● **What to do**: Pick up the d01jaf routine document after its entry for epsa and keep writing in the same format.

NAG Library Routine Document

d01jaf  (md_sphere_bad)

1

Purpose

2

Specification

3

Description

4

References

5

Arguments

1:     $\mathbf{f}$ – real (Kind=nag_wp) Function, supplied by the user.External Procedure

f must return the value of the integrand $f$ at a given point.

The specification of f is:

Fortran Interface

Function f ( ndim, x) Real (Kind=nag_wp) :: f Integer, Intent (In) :: ndim Real (Kind=nag_wp), Intent (In) :: x(ndim)

C Header Interface

#include nagmk26.h double  f ( const Integer *ndim, const double x[])

1:     $\mathbf{ndim}$ – IntegerInput

On entry: $n$, the number of dimensions of the integral.

2:     $\mathbf{x}\left(\mathbf{ndim}\right)$ – Real (Kind=nag_wp) arrayInput

On entry: the coordinates of the point at which the integrand $f$ must be evaluated. These coordinates are given in Cartesian or spherical polar form according to the value of icoord.

f must either be a module subprogram USEd by, or declared as EXTERNAL in, the (sub)program from which d01jaf is called. Arguments denoted as Input must not be changed by this procedure.

Note: f should not return floating-point NaN (Not a Number) or infinity values, since these are not handled by d01jaf. If your code inadvertently does return any NaNs or infinities, d01jaf is likely to produce unexpected results.

See also Section 9.

2:     $\mathbf{ndim}$ – IntegerInput

On entry: $n$, the dimension of the sphere.

Constraint: $2\le \mathbf{ndim}\le 4$.

3:     $\mathbf{radius}$ – Real (Kind=nag_wp)Input

On entry: $\alpha$, the radius of the sphere.

Constraint: $\mathbf{radius}\ge 0.0$.

4:     $\mathbf{epsa}$ – Real (Kind=nag_wp)Input

On entry: the requested absolute tolerance. If $\mathbf{epsa}<0.0$, its absolute value is used. See Section 7.

● **Information given**:

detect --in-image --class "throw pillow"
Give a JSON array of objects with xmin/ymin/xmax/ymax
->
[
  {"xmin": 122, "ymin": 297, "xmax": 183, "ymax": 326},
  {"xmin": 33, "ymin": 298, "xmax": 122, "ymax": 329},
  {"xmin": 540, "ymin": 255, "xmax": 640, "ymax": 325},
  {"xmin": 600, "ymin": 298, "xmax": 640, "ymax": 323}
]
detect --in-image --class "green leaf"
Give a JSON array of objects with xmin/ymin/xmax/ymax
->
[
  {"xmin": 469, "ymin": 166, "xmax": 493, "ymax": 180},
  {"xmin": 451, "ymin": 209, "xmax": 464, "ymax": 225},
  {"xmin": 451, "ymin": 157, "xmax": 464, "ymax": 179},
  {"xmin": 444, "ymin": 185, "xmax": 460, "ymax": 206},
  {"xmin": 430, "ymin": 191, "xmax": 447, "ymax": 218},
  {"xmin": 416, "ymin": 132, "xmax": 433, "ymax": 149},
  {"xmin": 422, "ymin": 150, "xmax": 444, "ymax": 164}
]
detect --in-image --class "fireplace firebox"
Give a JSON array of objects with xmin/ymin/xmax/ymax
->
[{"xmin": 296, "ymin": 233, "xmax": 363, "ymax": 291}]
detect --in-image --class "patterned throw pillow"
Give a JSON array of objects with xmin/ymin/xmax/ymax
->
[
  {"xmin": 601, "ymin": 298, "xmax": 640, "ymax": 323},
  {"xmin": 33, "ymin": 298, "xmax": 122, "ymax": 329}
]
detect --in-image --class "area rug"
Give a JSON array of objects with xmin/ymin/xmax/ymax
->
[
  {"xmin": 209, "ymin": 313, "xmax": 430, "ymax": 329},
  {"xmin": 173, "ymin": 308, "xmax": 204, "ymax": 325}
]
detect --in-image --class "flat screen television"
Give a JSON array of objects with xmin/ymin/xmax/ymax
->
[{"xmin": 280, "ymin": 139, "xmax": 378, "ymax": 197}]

● **Right answer**:
5:     $\mathbf{epsr}$ – Real (Kind=nag_wp)Input

On entry: the requested relative tolerance.

$\mathbf{epsr}<0.0$

Its absolute value is used.

$\mathbf{epsr}<10\times \left(\mathit{machine precision}\right)$

The latter value is used as epsr by the routine. See Section 7.

6:     $\mathbf{method}$ – IntegerInput

On entry: must specify the transformation to be used by the routine. The choice depends on the behaviour of the integrand and on the required accuracy.

For well-behaved functions and functions with mild singularities on the surface of the sphere only:

$\mathbf{method}=1$

Low accuracy required.

$\mathbf{method}=2$

High accuracy required.

For functions with severe singularities on the surface of the sphere only:

$\mathbf{method}=3$

Low accuracy required.

$\mathbf{method}=4$

High accuracy required.

(in this case icoord must be set to $\mathbf{icoord}=2$, and the function defined in special spherical coordinates).

For functions with a singularity at the centre of the sphere (and possibly with singularities on the surface as well):

$\mathbf{method}=5$

Low accuracy required.

$\mathbf{method}=6$

High accuracy required.

$\mathbf{method}=0$ can be used as a default value and is equivalent to:

• $\mathbf{method}=1$ if $\mathbf{epsr}>{10}^{-6}$, and
• $\mathbf{method}=2$ if $\mathbf{epsr}\le {10}^{-6}$.

The distinction between low and high required accuracies, as mentioned above, depends also on the behaviour of the function. Roughly one may assume the critical value of epsa and epsr to be ${10}^{-6}$, but the critical value will be smaller for a well-behaved integrand and larger for an integrand with severe singularities.

Suggested value: $\mathbf{method}=0$.

Constraint: $\mathbf{method}=0$, $1$, $2$, $3$, $4$, $5$ or $6$.

If $\mathbf{icoord}=2$, $\mathbf{method}=3$ or $4$

7:     $\mathbf{icoord}$ – IntegerInput

On entry: must specify which kind of coordinates are used in f.

$\mathbf{icoord}=0$

Cartesian coordinates $x_{\mathit{i}}$, for $\mathit{i}=1,2,\dots ,n$.

$\mathbf{icoord}=1$

Spherical coordinates (see Section 9.2): $\mathbf{x}\left(1\right)=\rho$; $\mathbf{x}\left(\mathit{i}\right)={\theta }_{\mathit{i}-1}$, for $\mathit{i}=2,3,\dots ,n$.

$\mathbf{icoord}=2$,

Special spherical polar coordinates (see Section 9.3), with the additional transformation $\rho =\alpha -\lambda$: $\mathbf{x}\left(1\right)=\lambda =\alpha -\rho$; $\mathbf{x}\left(\mathit{i}\right)={\theta }_{\mathit{i}-1}$, for $\mathit{i}=2,3,\dots ,n$.

Constraint: $\mathbf{icoord}=0$, $1$ or $2$.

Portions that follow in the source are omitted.